To be done:
Rewrite every one of the records below, swapping "photo" for "image" and changing nothing else. Leave the pictures out.

[start]

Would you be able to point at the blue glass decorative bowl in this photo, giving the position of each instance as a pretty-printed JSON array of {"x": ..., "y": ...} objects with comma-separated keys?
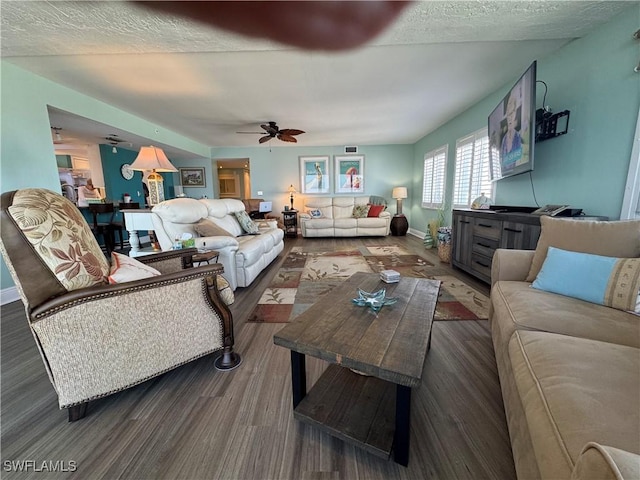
[{"x": 375, "y": 301}]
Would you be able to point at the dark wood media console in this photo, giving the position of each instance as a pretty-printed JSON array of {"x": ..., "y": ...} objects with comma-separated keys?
[{"x": 478, "y": 233}]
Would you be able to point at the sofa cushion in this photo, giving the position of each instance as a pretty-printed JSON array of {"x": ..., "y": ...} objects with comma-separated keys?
[
  {"x": 343, "y": 207},
  {"x": 225, "y": 291},
  {"x": 180, "y": 210},
  {"x": 360, "y": 211},
  {"x": 71, "y": 254},
  {"x": 324, "y": 204},
  {"x": 611, "y": 239},
  {"x": 206, "y": 228},
  {"x": 375, "y": 210},
  {"x": 610, "y": 281},
  {"x": 245, "y": 221},
  {"x": 342, "y": 223},
  {"x": 575, "y": 391},
  {"x": 127, "y": 269},
  {"x": 517, "y": 306},
  {"x": 601, "y": 462},
  {"x": 321, "y": 223}
]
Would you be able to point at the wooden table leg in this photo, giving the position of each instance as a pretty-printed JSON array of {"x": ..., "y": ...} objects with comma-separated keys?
[
  {"x": 402, "y": 434},
  {"x": 298, "y": 377}
]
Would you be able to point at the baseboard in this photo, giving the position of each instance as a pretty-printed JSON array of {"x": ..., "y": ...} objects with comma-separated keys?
[
  {"x": 9, "y": 295},
  {"x": 416, "y": 233}
]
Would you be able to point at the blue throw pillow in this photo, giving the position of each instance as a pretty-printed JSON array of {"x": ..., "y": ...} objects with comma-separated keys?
[
  {"x": 246, "y": 223},
  {"x": 610, "y": 281}
]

[end]

Task response:
Would you be able to point at the blue glass decorative bowl in this image, giving the position of each instance as a pretty-printed JSON array of {"x": ..., "y": ...} objects with comma-separated keys?
[{"x": 375, "y": 301}]
Would you be able to point at the dark wood media console in this image, giving the position of each instance as a pretty-printed JSON array of {"x": ..., "y": ...} objects with comma-separated keys?
[{"x": 478, "y": 233}]
Would you be able to point at the sofa cushion in this image, giving the position of each instance as a pretty-printed JSON array of {"x": ..., "y": ...} objects with comma-separated keys?
[
  {"x": 343, "y": 207},
  {"x": 225, "y": 291},
  {"x": 180, "y": 210},
  {"x": 360, "y": 211},
  {"x": 71, "y": 254},
  {"x": 324, "y": 204},
  {"x": 611, "y": 239},
  {"x": 206, "y": 228},
  {"x": 375, "y": 210},
  {"x": 610, "y": 281},
  {"x": 245, "y": 221},
  {"x": 342, "y": 223},
  {"x": 575, "y": 391},
  {"x": 127, "y": 269},
  {"x": 517, "y": 306},
  {"x": 601, "y": 462},
  {"x": 321, "y": 223}
]
Would you be able to point at the wooden table leg in this image, giving the position of each instance as a pretty-printed JSON array of {"x": ..., "y": ...} objects with comma-separated keys?
[
  {"x": 402, "y": 434},
  {"x": 298, "y": 377}
]
Would you be able to point at the baseboard in this image, giving the position of each instance as a pretty-printed JSON array of {"x": ..., "y": ...} objects with comma-separated keys?
[
  {"x": 9, "y": 295},
  {"x": 416, "y": 233}
]
Would you be able to point at the blue throw pillow in this image, giving the position of each instance as a pretty-printed JSON array of {"x": ..., "y": ...} objects with comma-separated keys?
[
  {"x": 246, "y": 223},
  {"x": 610, "y": 281}
]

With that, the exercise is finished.